Preparing for a power outage... ideas?
I have a big concern with my 180 gallon FOWLR and 58 gallon reef. I live in a part of town that has frequent power outages during the storm season. We have huge trees in the area which almost always have broken limbs and down power lines during storms.

I've been trying to make plans to prepare for a power outage, and would like to be prepared for no power for up to 1 week. I'm looking for ideas, so throw them at me.

Does anyone know of a portable heater that operates off of a battery that can keep a small room warm during the winter months? I found this online.... Coleman 5053A751 ProCat Portable Catalytic Heater: Compare Prices, View Price History and Read Reviews at NexTag

What about air pumps? There are a lot of battery operated pumps in the aquarium hobby, but what about other applications? Are there cheaper air pumps in other industries that use batteries?

What about small fans that operate on a battery, to help cool the tank in the summer months?

Other ideas? Links?

IonBaller07 06-12-2009 08:46 PM

Wouldnt a small generator be easier?

Pasfur 06-12-2009 09:42 PM


Originally Posted by IonBaller07 (Post 204197)
Wouldnt a small generator be easier?

Would it? It takes a lot of wattage to run an aquarium. I would expect the generator to be rather expensive. Am I wrong?

Kellsindell 06-13-2009 07:02 AM

I know a guy that has a 1/2hp generator and he runs all his tank and computer with it. He has a 280g with a 100g sump/refugium, calc reactor, EuroReef Skimmer, 3 vortechs, a window unit and much more equip on it. When our power went out this past few days ago, he was online while his tank was going and power was out.

wake49 06-13-2009 07:35 AM

I have a battery backup on my tank, but its to account for a few hours of power outage. I strictly have the heater, pump and overflow air lifter plugged into the battery. Everything else is plugged directly into the wall, through a coralife timer. I think that a generator would be the most dependable piece of equipment to keep things running, as long as you were selective as to what was plugged into it. 1000 watt lights are going to drain the generator a lot faster than if you ran a smaller light setup during power outages. It would probably make the most sense to plug the UPS (scroll halfway down the page) into the generator so that if you are at work, or something unexpected comes up, you buy yourself a little more time, say the generator runs out of fuel.

onefish2fish 06-13-2009 09:25 AM

depending what corals your keeping i would say they would fine for 3 days without light. infact i know some people that simulate storms in their tanks and leave the light out from time to time for a day or two.

— Material provided —

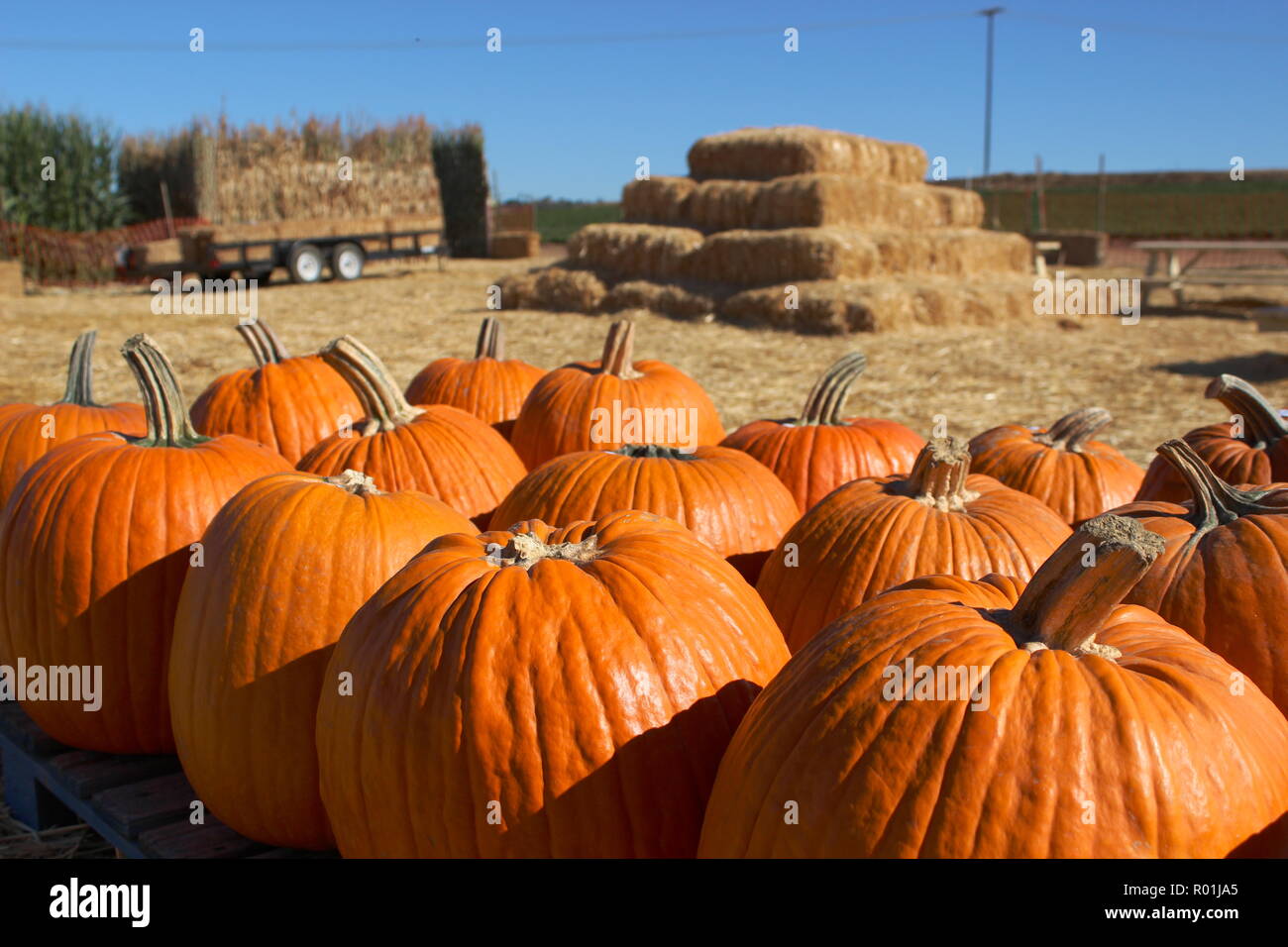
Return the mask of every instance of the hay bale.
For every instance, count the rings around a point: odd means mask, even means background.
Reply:
[[[500,231],[488,241],[493,259],[514,260],[541,253],[541,234],[535,231]]]
[[[795,287],[796,308],[787,307],[787,286],[766,286],[729,296],[719,314],[734,322],[823,335],[1034,318],[1033,283],[1016,277],[826,280]]]
[[[620,276],[659,280],[684,274],[689,254],[702,234],[687,227],[653,224],[589,224],[568,240],[568,263]]]
[[[911,184],[926,177],[926,153],[914,144],[808,126],[726,131],[699,138],[689,148],[689,173],[698,180],[829,171]]]
[[[649,178],[622,188],[622,219],[638,224],[684,225],[688,201],[698,186],[692,178]]]
[[[608,292],[594,273],[562,265],[516,273],[498,285],[502,309],[596,312]]]
[[[689,254],[685,276],[764,286],[891,273],[1027,273],[1030,259],[1029,242],[1018,233],[800,227],[715,233]]]

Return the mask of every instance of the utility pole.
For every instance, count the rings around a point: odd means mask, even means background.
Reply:
[[[988,17],[988,53],[984,61],[984,178],[988,178],[993,151],[993,18],[998,13],[1006,13],[1006,8],[989,6],[979,12],[979,15]]]

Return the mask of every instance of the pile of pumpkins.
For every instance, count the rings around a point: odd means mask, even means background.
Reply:
[[[27,713],[176,751],[249,837],[1283,852],[1288,425],[1240,379],[1208,388],[1229,423],[1146,472],[1094,439],[1096,407],[969,445],[849,416],[862,354],[799,417],[725,435],[626,321],[546,372],[488,318],[406,392],[352,336],[291,357],[238,331],[256,366],[191,412],[144,335],[142,405],[97,405],[93,332],[62,401],[0,407],[0,664],[100,666],[99,710]],[[629,408],[692,441],[595,426]]]

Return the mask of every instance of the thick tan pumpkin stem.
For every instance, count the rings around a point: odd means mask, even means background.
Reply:
[[[608,330],[604,340],[604,354],[599,361],[599,371],[618,378],[638,378],[631,356],[635,354],[635,323],[618,320]]]
[[[143,393],[148,433],[133,441],[140,447],[191,447],[209,441],[192,426],[174,366],[147,335],[135,335],[121,347],[134,380]]]
[[[265,365],[285,362],[291,357],[282,340],[277,338],[277,332],[259,320],[250,323],[238,323],[237,331],[250,348],[251,356],[255,358],[255,365],[260,368]]]
[[[399,424],[407,424],[416,415],[424,414],[424,408],[407,403],[376,353],[352,335],[334,340],[322,349],[321,356],[327,365],[340,372],[362,402],[367,421],[361,432],[362,437],[370,437],[380,430],[393,430]]]
[[[1091,435],[1113,419],[1113,415],[1103,407],[1084,407],[1078,411],[1070,411],[1047,428],[1046,434],[1039,434],[1034,439],[1057,450],[1079,454],[1082,446],[1091,439]]]
[[[1270,406],[1261,392],[1242,378],[1234,375],[1215,378],[1203,394],[1220,401],[1231,415],[1243,419],[1242,439],[1253,446],[1270,445],[1288,434],[1288,425],[1279,412]]]
[[[1208,530],[1224,523],[1233,523],[1239,517],[1253,513],[1283,513],[1282,508],[1264,506],[1257,502],[1269,491],[1239,490],[1222,481],[1212,473],[1207,461],[1185,441],[1172,438],[1164,441],[1157,450],[1185,478],[1185,483],[1190,488],[1194,512],[1188,519],[1194,524],[1195,540]]]
[[[965,509],[978,493],[966,490],[970,474],[970,450],[956,438],[936,437],[921,448],[912,473],[900,483],[899,492],[940,510]]]
[[[479,340],[474,347],[474,358],[495,358],[498,362],[505,358],[505,330],[501,327],[501,320],[496,316],[488,316],[479,326]]]
[[[845,399],[850,397],[850,389],[854,387],[855,379],[867,367],[868,357],[862,352],[851,352],[838,359],[814,383],[796,423],[845,424],[841,419],[841,407],[845,405]]]
[[[98,332],[93,329],[81,332],[72,343],[72,354],[67,359],[67,387],[63,389],[59,405],[80,405],[98,407],[94,403],[94,340]]]
[[[1010,612],[1011,634],[1027,648],[1114,660],[1096,644],[1113,609],[1163,551],[1163,537],[1112,513],[1088,519],[1051,553]]]

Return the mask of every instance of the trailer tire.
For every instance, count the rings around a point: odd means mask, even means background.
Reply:
[[[358,244],[352,241],[336,244],[331,250],[331,276],[336,280],[357,280],[362,276],[366,262],[367,254]]]
[[[322,251],[313,244],[296,244],[286,258],[292,282],[317,282],[322,278]]]

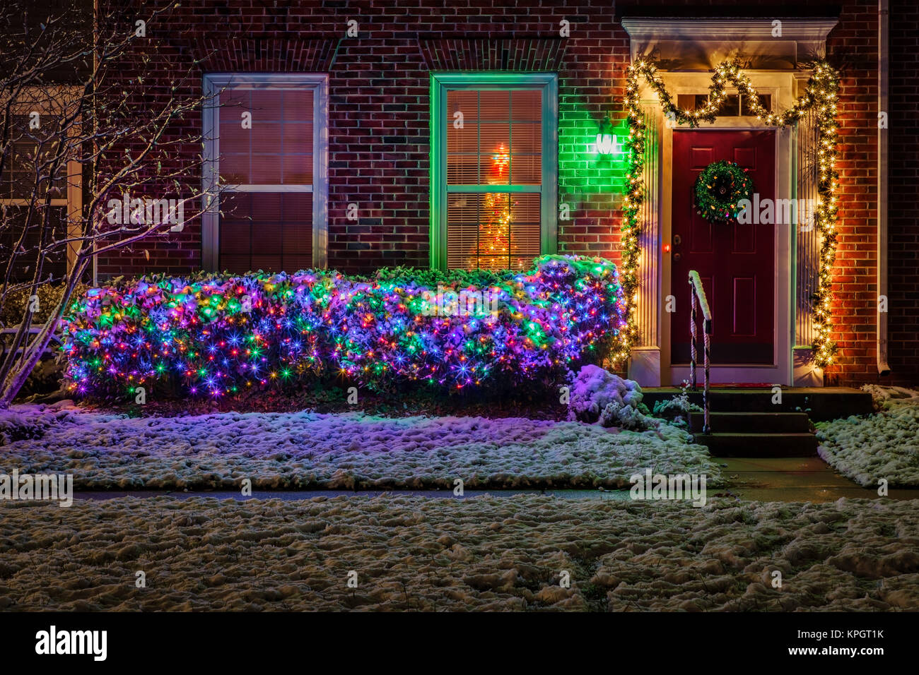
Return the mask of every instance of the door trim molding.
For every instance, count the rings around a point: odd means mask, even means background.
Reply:
[[[785,109],[795,100],[794,72],[790,71],[753,71],[748,75],[761,94],[772,95],[772,105],[778,109]],[[709,72],[690,73],[661,73],[662,79],[667,90],[674,96],[704,92],[711,84]],[[729,93],[733,93],[729,88]],[[670,315],[664,310],[664,304],[668,295],[673,295],[676,302],[687,301],[687,290],[679,280],[673,283],[671,279],[670,253],[664,253],[663,243],[669,242],[672,236],[672,204],[671,191],[673,189],[673,134],[674,127],[668,124],[661,109],[660,103],[647,84],[640,92],[642,107],[651,111],[652,119],[657,120],[656,134],[659,140],[659,189],[657,190],[658,204],[655,205],[659,213],[659,238],[643,240],[641,242],[644,259],[653,260],[658,268],[659,285],[640,289],[640,302],[652,303],[658,309],[660,321],[657,324],[656,335],[652,344],[644,344],[632,351],[630,362],[629,377],[638,380],[643,386],[667,386],[678,384],[688,376],[688,368],[671,366],[670,364]],[[687,128],[685,128],[687,129]],[[797,180],[794,180],[795,136],[792,127],[778,129],[766,127],[754,118],[720,117],[713,123],[698,128],[698,130],[716,131],[750,131],[774,130],[776,135],[776,198],[796,198]],[[776,361],[773,366],[718,366],[711,367],[712,380],[715,382],[766,382],[773,384],[793,384],[793,330],[792,312],[794,306],[791,301],[793,291],[793,277],[795,269],[794,243],[795,228],[784,224],[777,225],[775,237],[775,264],[776,275],[774,284],[774,312],[775,323],[774,343],[776,345]],[[714,318],[718,321],[718,317]],[[688,329],[687,329],[688,330]],[[686,371],[685,373],[683,371]]]

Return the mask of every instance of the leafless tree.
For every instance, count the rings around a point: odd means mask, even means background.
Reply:
[[[177,5],[138,16],[106,1],[6,0],[0,8],[0,316],[7,324],[0,325],[0,408],[49,347],[94,255],[142,249],[180,231],[206,197],[199,120],[210,102],[200,66],[155,37]],[[50,307],[40,307],[42,291]]]

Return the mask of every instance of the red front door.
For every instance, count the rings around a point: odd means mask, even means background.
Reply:
[[[713,223],[696,213],[694,186],[712,162],[746,168],[759,199],[776,197],[774,131],[674,131],[671,363],[689,363],[689,270],[698,272],[712,314],[712,366],[774,363],[775,225]],[[701,315],[698,315],[701,362]]]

— Given request 1 —
According to the forum thread about preparing an aquarium for a power outage, for how long without power does the original poster want to be prepared?
— Given request 2 —
Copy the rows word for word, starting with the line that contains "Return the mask of every instance of the leafless" and going on through the last line of the rows.

— Exercise response 1 —
Up to one week.

— Exercise response 2 —
Return the mask of every instance of the leafless tree.
For every instance, count the rings around a point: odd means mask, even means background.
Reply:
[[[177,5],[138,16],[106,1],[6,0],[0,8],[0,316],[7,324],[0,325],[0,408],[49,347],[94,255],[142,249],[180,231],[206,197],[199,120],[210,102],[200,66],[155,37]],[[50,307],[40,307],[42,291]]]

Return the mask of every instance of the red front door.
For every instance, count the rings around a point: odd means mask, even means background.
Reply:
[[[713,223],[696,213],[694,186],[712,162],[746,168],[759,199],[776,197],[774,131],[674,131],[671,363],[689,363],[689,270],[698,272],[712,314],[712,366],[774,363],[775,225]],[[701,315],[698,315],[701,362]]]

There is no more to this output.